# [Available records]
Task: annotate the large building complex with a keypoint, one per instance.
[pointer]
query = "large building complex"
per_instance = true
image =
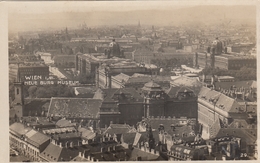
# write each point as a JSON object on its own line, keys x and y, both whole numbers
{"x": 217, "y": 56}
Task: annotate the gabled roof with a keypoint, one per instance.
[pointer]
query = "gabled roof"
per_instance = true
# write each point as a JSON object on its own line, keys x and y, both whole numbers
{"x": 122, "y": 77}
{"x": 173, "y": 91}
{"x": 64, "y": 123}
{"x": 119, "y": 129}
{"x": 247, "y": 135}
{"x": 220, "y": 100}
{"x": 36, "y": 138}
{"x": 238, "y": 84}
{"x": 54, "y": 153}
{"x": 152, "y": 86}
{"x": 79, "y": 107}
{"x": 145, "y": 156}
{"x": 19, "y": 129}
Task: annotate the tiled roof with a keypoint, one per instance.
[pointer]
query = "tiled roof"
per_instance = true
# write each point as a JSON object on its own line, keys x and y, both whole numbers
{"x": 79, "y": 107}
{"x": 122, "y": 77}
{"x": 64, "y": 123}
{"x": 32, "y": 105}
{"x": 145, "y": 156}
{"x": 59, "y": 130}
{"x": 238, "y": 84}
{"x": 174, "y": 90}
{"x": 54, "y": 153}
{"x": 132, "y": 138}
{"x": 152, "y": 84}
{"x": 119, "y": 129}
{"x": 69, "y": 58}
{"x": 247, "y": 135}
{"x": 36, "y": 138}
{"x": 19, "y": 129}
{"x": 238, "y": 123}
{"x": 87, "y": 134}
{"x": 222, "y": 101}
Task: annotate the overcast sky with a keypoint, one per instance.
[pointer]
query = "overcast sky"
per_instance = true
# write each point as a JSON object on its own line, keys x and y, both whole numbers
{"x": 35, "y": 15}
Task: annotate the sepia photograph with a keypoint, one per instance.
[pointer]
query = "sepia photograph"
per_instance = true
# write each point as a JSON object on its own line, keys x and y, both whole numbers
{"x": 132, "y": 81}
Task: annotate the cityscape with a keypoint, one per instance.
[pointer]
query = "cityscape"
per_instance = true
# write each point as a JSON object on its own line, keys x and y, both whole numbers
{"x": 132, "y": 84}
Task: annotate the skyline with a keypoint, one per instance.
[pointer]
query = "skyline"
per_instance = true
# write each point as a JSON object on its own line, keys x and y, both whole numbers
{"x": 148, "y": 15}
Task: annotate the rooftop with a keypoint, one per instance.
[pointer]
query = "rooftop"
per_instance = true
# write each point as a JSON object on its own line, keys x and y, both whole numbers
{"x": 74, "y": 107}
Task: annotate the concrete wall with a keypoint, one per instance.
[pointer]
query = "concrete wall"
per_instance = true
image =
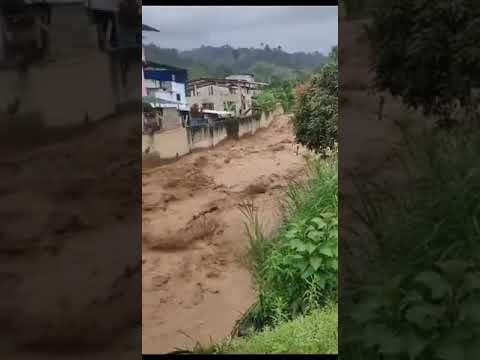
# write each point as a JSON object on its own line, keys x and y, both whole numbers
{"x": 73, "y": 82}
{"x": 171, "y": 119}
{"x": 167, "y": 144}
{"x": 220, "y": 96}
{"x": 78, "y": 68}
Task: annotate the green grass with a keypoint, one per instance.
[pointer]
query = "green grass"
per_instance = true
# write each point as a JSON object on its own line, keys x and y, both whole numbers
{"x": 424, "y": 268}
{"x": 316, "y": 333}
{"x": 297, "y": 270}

# [The problem]
Output exactly the lines from the one containing "Task: annotate the tiled" through the last line of the records above, both included, and leave out the pictures.

# [Result for this exercise]
Task: annotate the tiled roof with a keypoint, one per instance.
[pointer]
query = "tiled roof"
per_instance = true
# write each point as a JSON object on its own line, keys x and y, both whole numbers
{"x": 79, "y": 107}
{"x": 122, "y": 77}
{"x": 64, "y": 123}
{"x": 32, "y": 105}
{"x": 145, "y": 156}
{"x": 59, "y": 130}
{"x": 238, "y": 84}
{"x": 174, "y": 90}
{"x": 54, "y": 153}
{"x": 132, "y": 138}
{"x": 152, "y": 84}
{"x": 119, "y": 129}
{"x": 69, "y": 58}
{"x": 247, "y": 135}
{"x": 36, "y": 138}
{"x": 19, "y": 129}
{"x": 238, "y": 123}
{"x": 87, "y": 134}
{"x": 222, "y": 101}
Task: annotate the overcast sky with a keypoint, one per instance.
[pointer]
query = "overcast sky"
per_instance = true
# write each point as a JSON object on its own line, keys x and y, both whole numbers
{"x": 35, "y": 15}
Task: annotate the sepia photograph with a keypoint, one per instance.
[pointer]
query = "sepia photograph"
per_instance = true
# write each point as a JSON object on its own line, keys x and y, both whole numbers
{"x": 132, "y": 81}
Task: annotate the cityscape with a keypoint, one per instance.
[pointer]
query = "cityscape"
per_instance = true
# write each point as a JSON object on its own line, keys x and y, both whole numbers
{"x": 132, "y": 84}
Task: annotate the skyline with a keypoint, one per instance.
[pointer]
query = "skyline"
per_instance = true
# write each point as a JSON object on its own line, keys x and y, both whole numbers
{"x": 148, "y": 15}
Task: annotate the rooftop with a keypoint, one per instance.
[pointer]
query = "rooftop"
per_instance = true
# write each point as a JSON object on its own line, keys x and y, both whole numbers
{"x": 74, "y": 107}
Task: annotate the concrete wall with a keypoint, one per instance.
[pointer]
query = "concrete wall"
per_instance = true
image =
# write each point as a JSON object on its own line, keys x and y, both whole numbers
{"x": 73, "y": 82}
{"x": 171, "y": 119}
{"x": 167, "y": 144}
{"x": 220, "y": 96}
{"x": 78, "y": 68}
Task: annotate the green grass with a keypoint, one per instance.
[pointer]
query = "green grass"
per_instance = true
# write each point as a JSON object on its own line, keys x and y, both whole numbers
{"x": 424, "y": 268}
{"x": 316, "y": 333}
{"x": 297, "y": 270}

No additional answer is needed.